_Directions for this task_
Please copy the data below exactly; none of the pictures in it belong in the copy.

'''

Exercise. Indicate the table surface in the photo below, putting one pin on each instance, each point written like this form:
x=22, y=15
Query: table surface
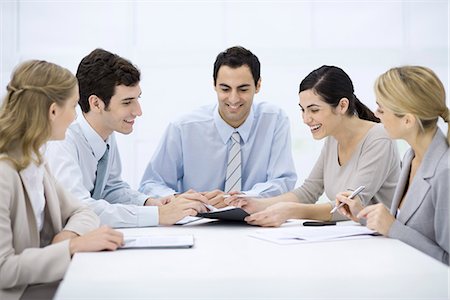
x=226, y=263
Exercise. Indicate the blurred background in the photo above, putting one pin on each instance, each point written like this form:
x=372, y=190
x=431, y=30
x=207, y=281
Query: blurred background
x=175, y=43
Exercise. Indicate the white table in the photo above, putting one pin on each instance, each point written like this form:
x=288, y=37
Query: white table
x=226, y=263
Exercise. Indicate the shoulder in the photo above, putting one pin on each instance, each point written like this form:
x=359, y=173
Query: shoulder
x=377, y=132
x=266, y=108
x=8, y=171
x=377, y=135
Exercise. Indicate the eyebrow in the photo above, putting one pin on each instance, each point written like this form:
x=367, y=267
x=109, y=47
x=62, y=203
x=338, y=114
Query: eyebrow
x=131, y=98
x=240, y=86
x=309, y=105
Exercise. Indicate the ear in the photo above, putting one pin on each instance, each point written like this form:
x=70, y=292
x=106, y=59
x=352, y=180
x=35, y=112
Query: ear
x=258, y=85
x=53, y=111
x=409, y=120
x=95, y=103
x=343, y=105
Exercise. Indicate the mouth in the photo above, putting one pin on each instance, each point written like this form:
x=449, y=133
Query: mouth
x=315, y=128
x=129, y=122
x=234, y=107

'''

_Reply_
Exercise. Indicate the table surface in the photo below, putting one pin on each instance, each point written like this form:
x=22, y=15
Query: table surface
x=226, y=263
Exercise. Indicate the blurred background in the photo above, putting one pin on each instance, each point written like this form:
x=372, y=190
x=431, y=30
x=207, y=281
Query: blurred background
x=175, y=43
Exercise. Indicate the white table in the photo above, putting one pin on each instance, each point written like this form:
x=288, y=37
Query: white table
x=226, y=263
Exercise. Indicate the shoulder in the photo above, putting one pin on each instance, each point written like this form:
x=359, y=173
Query: shoulder
x=377, y=132
x=266, y=108
x=8, y=171
x=377, y=135
Exercise. Indicate the eyebrow in the photo above, putting one pin on each instance, each point written like this form:
x=367, y=267
x=109, y=47
x=62, y=203
x=338, y=114
Query: eyebrow
x=131, y=98
x=240, y=86
x=309, y=105
Exercise. Indicate the ear in the photo above, putting one pin on each instance, each point written like this form:
x=70, y=292
x=106, y=59
x=352, y=180
x=35, y=112
Query: ear
x=258, y=85
x=53, y=111
x=409, y=120
x=95, y=103
x=343, y=105
Exercise. Indicate the mouth in the photo above, putting one pin on each instance, each point written like this form:
x=449, y=133
Query: mouth
x=315, y=128
x=129, y=122
x=234, y=107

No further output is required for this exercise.